◆ **ACTION ITEM**:
Determine how many lines below hold the string "jacket". Reply with the number alone.

──────── DATA LISTING

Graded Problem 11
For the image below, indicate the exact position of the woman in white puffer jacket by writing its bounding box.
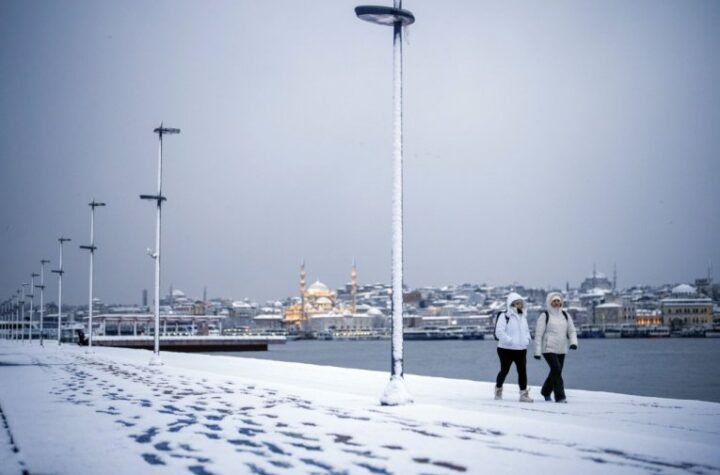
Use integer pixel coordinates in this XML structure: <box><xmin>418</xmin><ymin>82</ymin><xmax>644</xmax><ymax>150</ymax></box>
<box><xmin>534</xmin><ymin>292</ymin><xmax>578</xmax><ymax>403</ymax></box>
<box><xmin>494</xmin><ymin>292</ymin><xmax>534</xmax><ymax>402</ymax></box>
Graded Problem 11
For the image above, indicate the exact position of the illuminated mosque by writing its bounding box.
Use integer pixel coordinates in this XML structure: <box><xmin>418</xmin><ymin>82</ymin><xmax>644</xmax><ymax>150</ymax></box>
<box><xmin>283</xmin><ymin>259</ymin><xmax>359</xmax><ymax>328</ymax></box>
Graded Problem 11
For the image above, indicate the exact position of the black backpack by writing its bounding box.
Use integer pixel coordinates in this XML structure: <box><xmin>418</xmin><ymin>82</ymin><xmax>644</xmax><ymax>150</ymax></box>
<box><xmin>542</xmin><ymin>310</ymin><xmax>569</xmax><ymax>325</ymax></box>
<box><xmin>493</xmin><ymin>311</ymin><xmax>510</xmax><ymax>341</ymax></box>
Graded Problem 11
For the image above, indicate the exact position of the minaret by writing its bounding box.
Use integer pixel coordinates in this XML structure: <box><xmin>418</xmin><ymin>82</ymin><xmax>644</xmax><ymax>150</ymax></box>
<box><xmin>709</xmin><ymin>261</ymin><xmax>713</xmax><ymax>283</ymax></box>
<box><xmin>592</xmin><ymin>263</ymin><xmax>597</xmax><ymax>288</ymax></box>
<box><xmin>351</xmin><ymin>257</ymin><xmax>357</xmax><ymax>315</ymax></box>
<box><xmin>613</xmin><ymin>264</ymin><xmax>617</xmax><ymax>291</ymax></box>
<box><xmin>300</xmin><ymin>258</ymin><xmax>306</xmax><ymax>326</ymax></box>
<box><xmin>203</xmin><ymin>285</ymin><xmax>207</xmax><ymax>304</ymax></box>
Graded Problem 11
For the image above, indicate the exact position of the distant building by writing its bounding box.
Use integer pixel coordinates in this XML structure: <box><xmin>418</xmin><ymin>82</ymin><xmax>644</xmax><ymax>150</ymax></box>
<box><xmin>253</xmin><ymin>313</ymin><xmax>284</xmax><ymax>330</ymax></box>
<box><xmin>595</xmin><ymin>303</ymin><xmax>623</xmax><ymax>326</ymax></box>
<box><xmin>636</xmin><ymin>309</ymin><xmax>662</xmax><ymax>326</ymax></box>
<box><xmin>661</xmin><ymin>284</ymin><xmax>713</xmax><ymax>330</ymax></box>
<box><xmin>192</xmin><ymin>300</ymin><xmax>206</xmax><ymax>316</ymax></box>
<box><xmin>579</xmin><ymin>269</ymin><xmax>613</xmax><ymax>293</ymax></box>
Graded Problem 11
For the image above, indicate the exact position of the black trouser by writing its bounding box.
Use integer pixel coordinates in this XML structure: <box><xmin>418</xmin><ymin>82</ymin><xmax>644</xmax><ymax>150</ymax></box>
<box><xmin>541</xmin><ymin>353</ymin><xmax>566</xmax><ymax>401</ymax></box>
<box><xmin>496</xmin><ymin>348</ymin><xmax>528</xmax><ymax>390</ymax></box>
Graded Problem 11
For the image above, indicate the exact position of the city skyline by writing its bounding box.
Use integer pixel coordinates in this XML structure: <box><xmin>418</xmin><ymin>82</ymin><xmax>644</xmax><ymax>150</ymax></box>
<box><xmin>21</xmin><ymin>264</ymin><xmax>714</xmax><ymax>308</ymax></box>
<box><xmin>2</xmin><ymin>1</ymin><xmax>719</xmax><ymax>305</ymax></box>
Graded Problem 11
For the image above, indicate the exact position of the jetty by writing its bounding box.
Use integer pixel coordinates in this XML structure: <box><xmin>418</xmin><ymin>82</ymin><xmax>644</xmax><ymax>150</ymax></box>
<box><xmin>89</xmin><ymin>335</ymin><xmax>285</xmax><ymax>352</ymax></box>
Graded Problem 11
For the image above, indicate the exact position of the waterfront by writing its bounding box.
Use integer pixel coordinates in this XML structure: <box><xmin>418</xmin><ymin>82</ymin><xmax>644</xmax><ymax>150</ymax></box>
<box><xmin>219</xmin><ymin>338</ymin><xmax>720</xmax><ymax>403</ymax></box>
<box><xmin>3</xmin><ymin>342</ymin><xmax>719</xmax><ymax>474</ymax></box>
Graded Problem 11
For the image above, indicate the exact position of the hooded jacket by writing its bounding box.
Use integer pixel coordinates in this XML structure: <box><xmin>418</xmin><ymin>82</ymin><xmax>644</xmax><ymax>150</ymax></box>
<box><xmin>496</xmin><ymin>292</ymin><xmax>532</xmax><ymax>350</ymax></box>
<box><xmin>534</xmin><ymin>292</ymin><xmax>578</xmax><ymax>356</ymax></box>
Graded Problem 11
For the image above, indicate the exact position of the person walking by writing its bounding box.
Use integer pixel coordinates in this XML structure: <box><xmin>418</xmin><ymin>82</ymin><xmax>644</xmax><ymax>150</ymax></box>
<box><xmin>494</xmin><ymin>292</ymin><xmax>533</xmax><ymax>402</ymax></box>
<box><xmin>534</xmin><ymin>292</ymin><xmax>578</xmax><ymax>403</ymax></box>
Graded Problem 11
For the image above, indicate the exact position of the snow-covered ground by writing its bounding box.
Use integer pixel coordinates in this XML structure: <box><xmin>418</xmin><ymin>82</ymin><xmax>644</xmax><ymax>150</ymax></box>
<box><xmin>0</xmin><ymin>341</ymin><xmax>718</xmax><ymax>475</ymax></box>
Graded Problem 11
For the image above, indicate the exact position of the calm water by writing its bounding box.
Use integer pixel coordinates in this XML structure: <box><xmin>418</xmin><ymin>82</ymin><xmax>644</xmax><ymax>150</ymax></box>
<box><xmin>216</xmin><ymin>338</ymin><xmax>720</xmax><ymax>403</ymax></box>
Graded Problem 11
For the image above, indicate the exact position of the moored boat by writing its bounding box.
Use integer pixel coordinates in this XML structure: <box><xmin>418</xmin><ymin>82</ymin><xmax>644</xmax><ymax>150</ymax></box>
<box><xmin>403</xmin><ymin>326</ymin><xmax>484</xmax><ymax>341</ymax></box>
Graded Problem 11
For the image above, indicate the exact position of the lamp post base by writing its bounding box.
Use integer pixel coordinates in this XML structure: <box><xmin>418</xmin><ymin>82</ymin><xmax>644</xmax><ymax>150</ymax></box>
<box><xmin>148</xmin><ymin>354</ymin><xmax>164</xmax><ymax>366</ymax></box>
<box><xmin>380</xmin><ymin>375</ymin><xmax>413</xmax><ymax>406</ymax></box>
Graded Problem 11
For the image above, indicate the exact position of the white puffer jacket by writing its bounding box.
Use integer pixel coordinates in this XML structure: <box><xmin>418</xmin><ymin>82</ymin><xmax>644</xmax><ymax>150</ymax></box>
<box><xmin>534</xmin><ymin>292</ymin><xmax>578</xmax><ymax>356</ymax></box>
<box><xmin>496</xmin><ymin>292</ymin><xmax>532</xmax><ymax>350</ymax></box>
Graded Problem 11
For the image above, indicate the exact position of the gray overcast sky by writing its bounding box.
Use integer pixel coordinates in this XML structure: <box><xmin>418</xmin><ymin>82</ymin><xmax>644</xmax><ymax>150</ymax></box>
<box><xmin>1</xmin><ymin>0</ymin><xmax>719</xmax><ymax>305</ymax></box>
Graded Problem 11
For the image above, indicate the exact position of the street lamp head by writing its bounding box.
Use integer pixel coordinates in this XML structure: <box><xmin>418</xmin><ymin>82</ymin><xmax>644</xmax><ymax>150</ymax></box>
<box><xmin>59</xmin><ymin>237</ymin><xmax>71</xmax><ymax>243</ymax></box>
<box><xmin>31</xmin><ymin>273</ymin><xmax>39</xmax><ymax>278</ymax></box>
<box><xmin>41</xmin><ymin>259</ymin><xmax>51</xmax><ymax>264</ymax></box>
<box><xmin>355</xmin><ymin>5</ymin><xmax>415</xmax><ymax>26</ymax></box>
<box><xmin>154</xmin><ymin>124</ymin><xmax>181</xmax><ymax>136</ymax></box>
<box><xmin>89</xmin><ymin>200</ymin><xmax>106</xmax><ymax>208</ymax></box>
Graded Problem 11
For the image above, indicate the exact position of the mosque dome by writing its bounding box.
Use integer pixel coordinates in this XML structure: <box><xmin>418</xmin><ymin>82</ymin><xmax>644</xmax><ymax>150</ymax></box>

────────────────

◆ **OUTPUT OF THE EXERCISE**:
3